▸ **SOURCE TEXT**:
-- start --

People around the globe rush to the Internet in search of gritty details in Kenneth Starr's 445-page report about the White House sex scandal.

3 min read
People around the globe rushed to the Internet today in search of gritty details in Kenneth Starr's 445-page report about the White House sex scandal.

Net users and online news sites initially encountered jammed servers as they sought to read and link to the independent counsel's report, which accuses President Clinton of lying about his relationship with former White House intern Monica Lewinsky and encouraging others to do the same under oath. As the day wore on, however, the networking backbones of the Internet held up despite crushing traffic. (See related story)

The House voted 363-63 this morning to post the report at "http://icreport.house.gov/." Many news organizations have included copies on their sites as well. (CNET News.com has posted the full text of at this page.)

The release of the report online was a milestone for the Internet as a real-time information vehicle. It was the only mass medium that allowed the entire reading public--of the world, not just the country--the ability to review the voluminous document in detail, without filters, instantly.

The public was also able to witness a national policy debate as it developed. Soon after the report was released, the White House posted a preliminary memorandum on its Web site responding the Starr report and planned to update the rebuttal after further review.

A House spokesman said yesterday that the government sites have enough server capacity to withstand the massive traffic expected from the report. But the House site was sluggish even before the report was released and was practically inaccessible throughout much of the day.

Mainstream news outlets were particularly skeptical of the government's expressed confidence in its ability to handle traffic, especially given their own experience with online congestion after the president made a nationally televised speech following his August 17 deposition.

Sites such as NBC News and MSNBC were returning "Server Too Busy" messages before the report was even posted, but they eventually were up and running.

"Today and all day we have two times the users we had on our record-breaking day, August 17," an MSNBC spokeswoman said. "On that day, we had 1.1 million unique users; today we're running double that."

CNN, which has posted the report, also said its site had already broken its traffic record. "We just passed our last record. We're at about 323,000 hits per minute," CNN spokesman Kerrin Roberts said. "Our previous high had been 320,000 hits per minute."

ABCNews.com (a CNET News.com partner), the New York Times, Netscape Communications' Netcenter, and Yahoo all featured the report. Broadcast.com lets users hear parts of the report read out loud via RealAudio.

"Preliminarily it looks like we are exceeding our traffic from August 17, when Clinton testified [before the grand jury]," noted Michelle Bergman of ABCNews.com. "That day we got 7 million page impressions, and 1 million unique."

Some companies, such as Keynote Systems, are monitoring the traffic of sites carrying the report.

"On the Thomas [congressional] site yesterday, it took users an average of 10 seconds to access the site, and 98 percent of connections were successful," said Mary Lindsay of Keynote. "This morning, the average increased to 55 seconds to access the site, and only 13 percent of attempted connections were successful."

-- end --

▸ **DATASET EXTRACT**:
-- start --

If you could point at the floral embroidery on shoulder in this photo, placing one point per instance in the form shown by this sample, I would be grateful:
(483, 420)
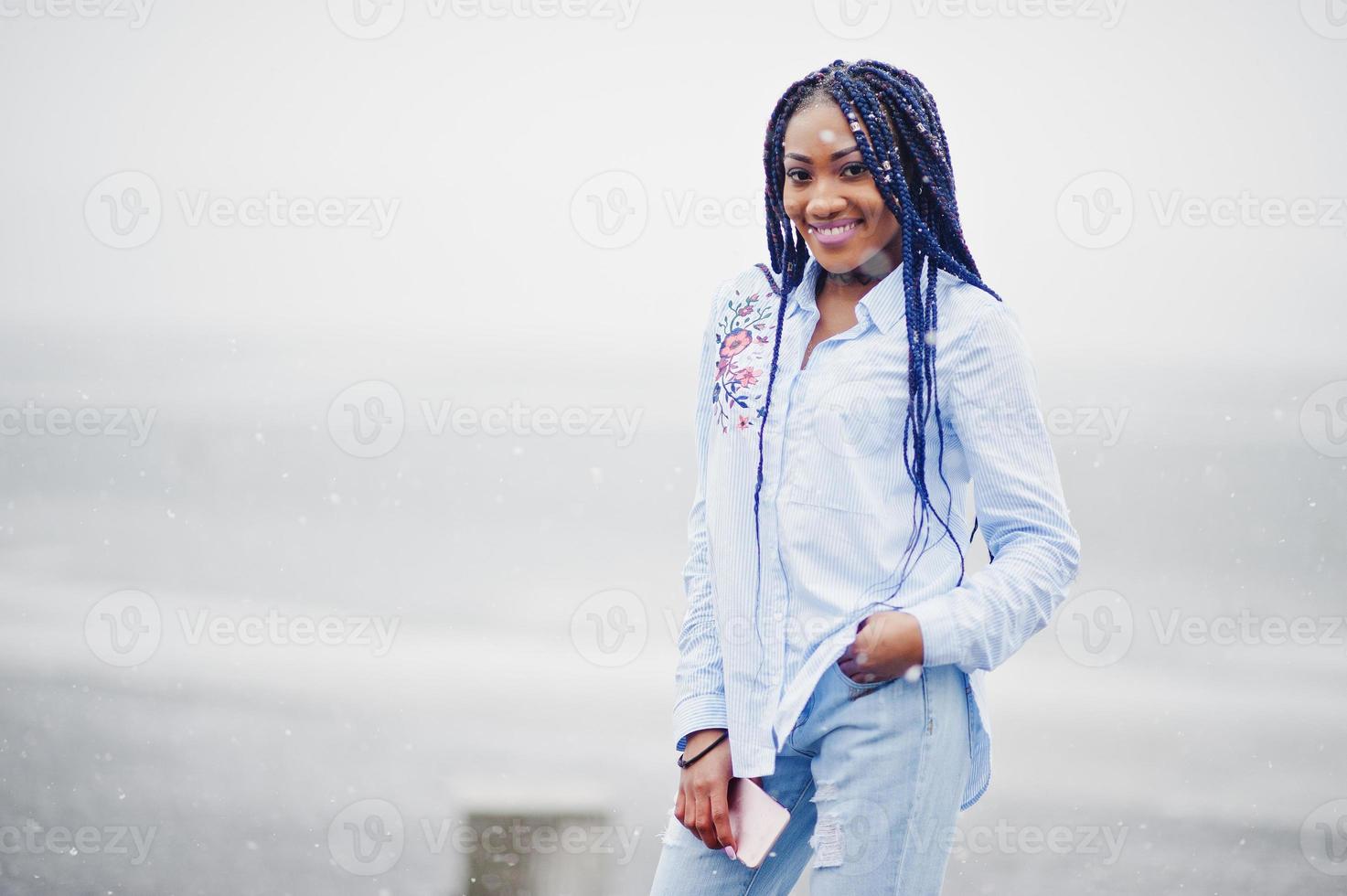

-- end --

▸ **GIVEN TASK**: List each person the article on the Starr report's online release quotes by name, along with the organization the article gives for that person. The material has no connection to the text about the Starr report.

▸ **RESPONSE BELOW**:
- Kerrin Roberts, CNN
- Michelle Bergman, ABCNews.com
- Mary Lindsay, Keynote Systems